### Document excerpt:

______

Moraes’ maiden Dakar stage win, on the 438km special between Al Duwadimi and Al Salamiya, saw the Brazilian move to fourth overall, 9:17s off the pace.
Overdrive Racing’s Al Rajhi finished third on the day but it was enough to see him go 29 seconds clear of Team Audi Sport’s Sainz at the top of the overall classification, with Mattias Ekstrom third at 8:26s back in another of the Audi RS Q e-trons.
Nasser Al-Attiyah rounds out the overall top five at 10:17s off the pace but fellow Prodrive Hunter steerer Sebastien Loeb dropped around 20 minutes due to punctures and is now ninth in the rally.
With dirt track for most of the first 90km, the field was separated by little and there were as many different leaders at each of the first three waypoints, namely Guerlain Chicherit (Overdrive Toyota), Romain Dumas (Rebellion Toyota), and then Stage 1 winner Guillaume De Mevius (Overdrive Toyota).

______

### The tasks:
1/ According to the Dakar stage report, why did Sebastien Loeb fall to ninth in the rally?
2/ Could you carry on the Dakar stage report from its last sentence?

______

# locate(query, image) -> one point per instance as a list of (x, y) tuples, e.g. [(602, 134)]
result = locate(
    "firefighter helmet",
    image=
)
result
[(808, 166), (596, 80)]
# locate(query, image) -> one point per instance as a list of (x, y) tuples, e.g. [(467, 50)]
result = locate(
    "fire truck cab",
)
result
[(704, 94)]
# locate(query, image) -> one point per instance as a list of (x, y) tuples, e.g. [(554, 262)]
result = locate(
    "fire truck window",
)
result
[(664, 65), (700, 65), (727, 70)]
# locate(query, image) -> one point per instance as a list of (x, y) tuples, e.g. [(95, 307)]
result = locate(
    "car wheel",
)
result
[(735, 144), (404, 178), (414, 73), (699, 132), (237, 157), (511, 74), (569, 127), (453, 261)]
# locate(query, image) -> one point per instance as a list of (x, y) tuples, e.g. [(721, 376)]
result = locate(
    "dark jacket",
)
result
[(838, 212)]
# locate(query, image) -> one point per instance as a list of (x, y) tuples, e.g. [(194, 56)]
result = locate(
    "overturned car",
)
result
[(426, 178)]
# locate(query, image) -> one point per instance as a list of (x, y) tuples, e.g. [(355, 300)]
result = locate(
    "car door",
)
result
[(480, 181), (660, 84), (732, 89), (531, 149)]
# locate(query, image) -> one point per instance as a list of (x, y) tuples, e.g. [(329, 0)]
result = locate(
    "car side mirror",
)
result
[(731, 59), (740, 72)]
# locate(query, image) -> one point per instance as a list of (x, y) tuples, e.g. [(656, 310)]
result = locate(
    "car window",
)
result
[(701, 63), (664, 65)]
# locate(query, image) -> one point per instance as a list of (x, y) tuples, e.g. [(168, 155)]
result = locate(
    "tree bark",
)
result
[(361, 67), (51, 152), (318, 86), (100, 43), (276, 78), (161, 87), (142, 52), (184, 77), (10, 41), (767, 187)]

______

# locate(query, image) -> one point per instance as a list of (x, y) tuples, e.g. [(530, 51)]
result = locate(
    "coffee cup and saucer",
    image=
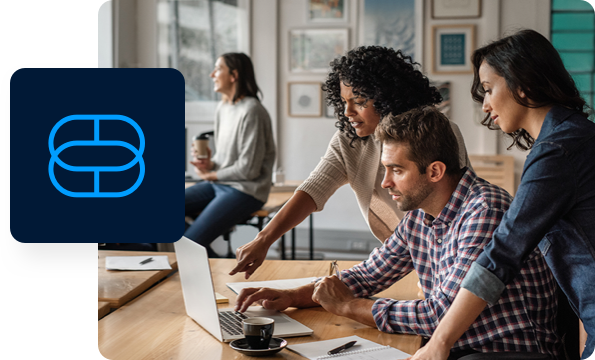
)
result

______

### Solved problems:
1/ Punctures cost him around 20 minutes, which dropped him to ninth overall.

2/
Dumas had another spell on top before Moraes hit the front at the Kilometre 310 waypoint, then Al-Attiyah at Kilometre 352.
The five-time Dakar champ held sway again at the final waypoint before the finish line, only to then cop another puncture which forced him to nurse his ‘Nasser Racing’ entry home with just a bare rim on the left-rear corner.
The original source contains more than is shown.